▶ [Work instruction] The reply should hold every line of the data, unchanged and complete.

········

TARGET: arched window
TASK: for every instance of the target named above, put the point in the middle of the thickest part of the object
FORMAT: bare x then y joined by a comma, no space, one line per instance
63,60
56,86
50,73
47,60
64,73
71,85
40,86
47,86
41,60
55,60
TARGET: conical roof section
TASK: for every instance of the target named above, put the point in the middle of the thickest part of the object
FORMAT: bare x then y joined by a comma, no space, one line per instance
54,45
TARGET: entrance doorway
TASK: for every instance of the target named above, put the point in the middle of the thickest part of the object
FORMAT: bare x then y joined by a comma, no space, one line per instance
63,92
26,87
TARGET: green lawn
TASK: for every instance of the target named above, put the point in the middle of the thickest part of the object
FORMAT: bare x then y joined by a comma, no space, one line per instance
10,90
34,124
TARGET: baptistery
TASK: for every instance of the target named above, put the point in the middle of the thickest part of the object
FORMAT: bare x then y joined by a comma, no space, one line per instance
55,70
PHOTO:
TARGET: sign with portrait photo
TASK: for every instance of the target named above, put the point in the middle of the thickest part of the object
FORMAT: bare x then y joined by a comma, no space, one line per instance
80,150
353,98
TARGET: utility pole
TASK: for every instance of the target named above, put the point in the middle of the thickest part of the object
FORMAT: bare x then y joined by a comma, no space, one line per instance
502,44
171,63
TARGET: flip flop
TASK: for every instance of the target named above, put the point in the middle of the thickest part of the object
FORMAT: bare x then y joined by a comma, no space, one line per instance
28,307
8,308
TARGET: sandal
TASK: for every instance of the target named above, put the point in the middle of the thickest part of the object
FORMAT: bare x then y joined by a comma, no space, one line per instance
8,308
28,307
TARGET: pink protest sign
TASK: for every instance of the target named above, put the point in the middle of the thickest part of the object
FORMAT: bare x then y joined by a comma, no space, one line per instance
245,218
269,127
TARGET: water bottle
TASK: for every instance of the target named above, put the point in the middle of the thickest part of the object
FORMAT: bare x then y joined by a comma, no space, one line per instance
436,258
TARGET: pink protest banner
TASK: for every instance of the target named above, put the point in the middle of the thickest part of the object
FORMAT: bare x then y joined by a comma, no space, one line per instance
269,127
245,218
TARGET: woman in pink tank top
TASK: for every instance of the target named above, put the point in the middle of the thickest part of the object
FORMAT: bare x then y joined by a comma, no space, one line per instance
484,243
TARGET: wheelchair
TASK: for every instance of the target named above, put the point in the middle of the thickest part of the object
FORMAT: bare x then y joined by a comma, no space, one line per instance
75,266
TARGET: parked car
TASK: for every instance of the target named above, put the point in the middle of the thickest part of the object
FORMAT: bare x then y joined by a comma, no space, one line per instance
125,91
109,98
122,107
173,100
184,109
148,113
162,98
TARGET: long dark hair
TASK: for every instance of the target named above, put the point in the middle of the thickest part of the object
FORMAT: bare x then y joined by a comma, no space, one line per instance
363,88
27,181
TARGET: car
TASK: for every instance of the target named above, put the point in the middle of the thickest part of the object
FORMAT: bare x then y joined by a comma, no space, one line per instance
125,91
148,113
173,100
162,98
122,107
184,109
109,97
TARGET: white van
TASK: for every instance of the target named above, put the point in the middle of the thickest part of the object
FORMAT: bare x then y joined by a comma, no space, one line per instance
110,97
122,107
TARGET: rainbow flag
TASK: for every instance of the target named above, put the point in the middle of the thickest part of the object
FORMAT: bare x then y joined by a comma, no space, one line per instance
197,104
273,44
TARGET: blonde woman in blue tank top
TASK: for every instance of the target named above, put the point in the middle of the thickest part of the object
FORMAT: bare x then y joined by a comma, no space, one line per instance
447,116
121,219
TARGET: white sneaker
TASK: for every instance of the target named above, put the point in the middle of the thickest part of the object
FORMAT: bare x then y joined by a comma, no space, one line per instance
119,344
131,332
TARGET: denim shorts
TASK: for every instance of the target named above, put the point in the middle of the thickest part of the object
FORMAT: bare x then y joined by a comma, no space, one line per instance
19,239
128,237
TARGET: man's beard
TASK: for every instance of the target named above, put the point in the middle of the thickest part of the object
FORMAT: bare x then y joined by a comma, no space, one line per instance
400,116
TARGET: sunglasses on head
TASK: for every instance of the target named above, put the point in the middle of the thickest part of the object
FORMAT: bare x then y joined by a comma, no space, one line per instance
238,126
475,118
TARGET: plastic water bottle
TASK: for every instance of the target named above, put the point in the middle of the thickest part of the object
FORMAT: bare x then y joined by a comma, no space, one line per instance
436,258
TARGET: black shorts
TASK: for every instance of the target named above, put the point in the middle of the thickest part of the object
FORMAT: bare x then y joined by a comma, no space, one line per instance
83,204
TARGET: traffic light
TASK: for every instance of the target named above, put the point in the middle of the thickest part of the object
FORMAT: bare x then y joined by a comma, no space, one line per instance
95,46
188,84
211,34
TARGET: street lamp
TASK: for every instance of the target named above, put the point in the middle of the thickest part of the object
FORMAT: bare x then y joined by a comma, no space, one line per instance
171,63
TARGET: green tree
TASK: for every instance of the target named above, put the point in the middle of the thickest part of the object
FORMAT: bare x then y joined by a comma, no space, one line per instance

········

▶ [Answer area]
TARGET: arched window
TASK: for every instance of the target named above, put the point in the middle of the thickest part of the object
FORMAT: bare x then y joined by a comma, no space, one line per instance
63,60
56,86
50,73
47,60
64,73
71,85
40,86
47,86
41,60
55,60
TARGET: conical roof section
TASK: for every instance of the target named above, put the point in the middle of the thickest part of the object
FORMAT: bare x then y joined by a comma, no space, one line per instance
54,45
TARGET: entrance doorway
TASK: for every instance of the target named above, put the point in the middle of the thickest part of the object
FORMAT: bare x then y joined by a comma, no space, one line per instance
63,92
26,87
TARGET: green lawn
TASK: for every instance of the target named above, put the point in the middle of the thickest part of the object
FORMAT: bare x then y joined by a comma, no space, one line per instance
10,90
34,124
TARGET: baptistery
TASK: for every instance of the target named above, put the point in the middle of the thickest part of the object
FORMAT: bare x then y joined by a comma, no space, one line per instance
55,70
PHOTO:
TARGET: sign with portrait photo
TASK: for every instance of the target named above, put the point in the middle of the thickest part of the object
FORMAT: bare x then y joined by a comma, no space, one line per instance
80,150
353,98
TARGET: utility pole
TASK: for every instance of the target named above, put the point in the middle of the thickest part of the object
FORMAT: bare x then y joined by a comma, no space, one line per instance
502,44
171,63
TARGET: flip flop
TASK: for every instance of the target named above, put the point in the middle of the thickest part of the object
FORMAT: bare x then y joined by a comma, no space, one line per instance
28,307
8,308
TARGET: sandal
TASK: for every instance of the target named above, put the point in the middle of the thickest part of the object
FORMAT: bare x then y joined by a comma, no space, one line per instance
8,308
28,307
TARGET: pink protest sign
TASK: for every instance of the target named above, put the point in the middle of the thickest part of the object
FORMAT: bare x then y joined by a comma, no space, one line per instance
245,218
269,127
TARGET: water bottle
TASK: for every instance of the target named above, put the point in the middle of the thickest part of the object
FORMAT: bare x then y joined by a comma, no space, one line per instance
436,258
TARGET: pink protest banner
TASK: for every instance of the target named above, put the point in the middle of the thickest part of the object
FORMAT: bare x then y joined by a comma, no space, one line per instance
269,127
245,218
TARGET: woman in pink tank top
TASK: for every instance of the target named above, put the point in the middle of the thickest part of the object
FORMAT: bare x then y joined by a comma, no space, one line per instance
484,243
TARGET: wheelchair
TASK: for every instance of the target named above, put the point in the middle of the thickest part of the object
FORMAT: bare x then y joined by a comma, no space, one line per instance
75,266
TARGET: parked car
TASK: for every instance of the target named above, put the point in the middle of the thickest part of the object
FORMAT: bare x then y joined by a comma, no space, one line per instance
125,91
109,98
122,107
173,100
184,109
148,113
162,98
TARGET: long dark hair
TASK: for every instance of the target named above, put the point in the middle of the thickest part of the object
FORMAT: bare x then y joined by a comma, no space, one line per instance
363,88
27,181
TARGET: car
TASK: for every instance of the target named above, put the point in the middle of the thickest part of the object
FORMAT: bare x then y joined by a comma, no space, one line per instance
125,91
148,113
173,100
162,98
122,107
184,109
109,97
TARGET: white van
TASK: for every instance of the target named above, put the point in the middle of the thickest part of the object
FORMAT: bare x then y joined by a comma, no space, one line per instance
110,97
122,107
TARGET: rainbow flag
TASK: for every instance of the target named above, put the point in the middle of the thickest part of the object
FORMAT: bare x then y joined by a comma, no space, one line per instance
197,104
273,44
TARGET: blonde woman in blue tank top
TASK: for every instance of the target named above, put the point in the middle of the thickest part of the object
FORMAT: bare x then y joined by a comma, no space, one line per instance
447,116
121,219
TARGET: white sneaker
TASK: for every instance of the target named above, put the point in the middle of the thickest part of the object
FORMAT: bare x then y joined by a comma, no space, one line per instance
119,344
131,332
TARGET: denim shorts
TASK: for every instance of the target named above, put the point in the middle of the thickest part of the object
FORMAT: bare x then y joined by a comma, no space, one line per instance
19,239
128,237
TARGET: man's beard
TASK: for every instance of the target named above, put the point in the middle of the thickest part of the object
FORMAT: bare x then y joined by a comma, no space, one line per instance
400,116
TARGET: sunglasses on head
TASK: for every instance of the target named above, put the point in the middle of the thickest part of the object
FORMAT: bare x then y joined by a comma, no space, one line per instance
238,126
475,118
TARGET: plastic water bottle
TASK: for every instance of the target named above, put the point in the middle of the thickest part of the object
FORMAT: bare x then y joined by a comma, no space, one line per instance
436,258
TARGET: black shorts
TASK: for every instance of the target named above, put the point in the middle of the thickest part of the object
FORMAT: bare x then y joined by a comma, no space, one line per instance
83,204
TARGET: traffic light
TASK: for every instance of the target named above, put the point in the middle of the thickest part of the object
FORMAT: bare x then y joined by a comma, no space, one line per instance
95,46
188,84
211,34
TARGET: street lamp
TASK: for every instance of the target named above, put the point in the middle of the thickest part of the object
FORMAT: bare x then y joined by a comma, no space, one line per instance
171,63
TARGET: green tree
TASK: for every instance of the target named above, put the point in the middle of the thickest part of the object
FORMAT: bare x then y joined by a comma, no space, one line per instance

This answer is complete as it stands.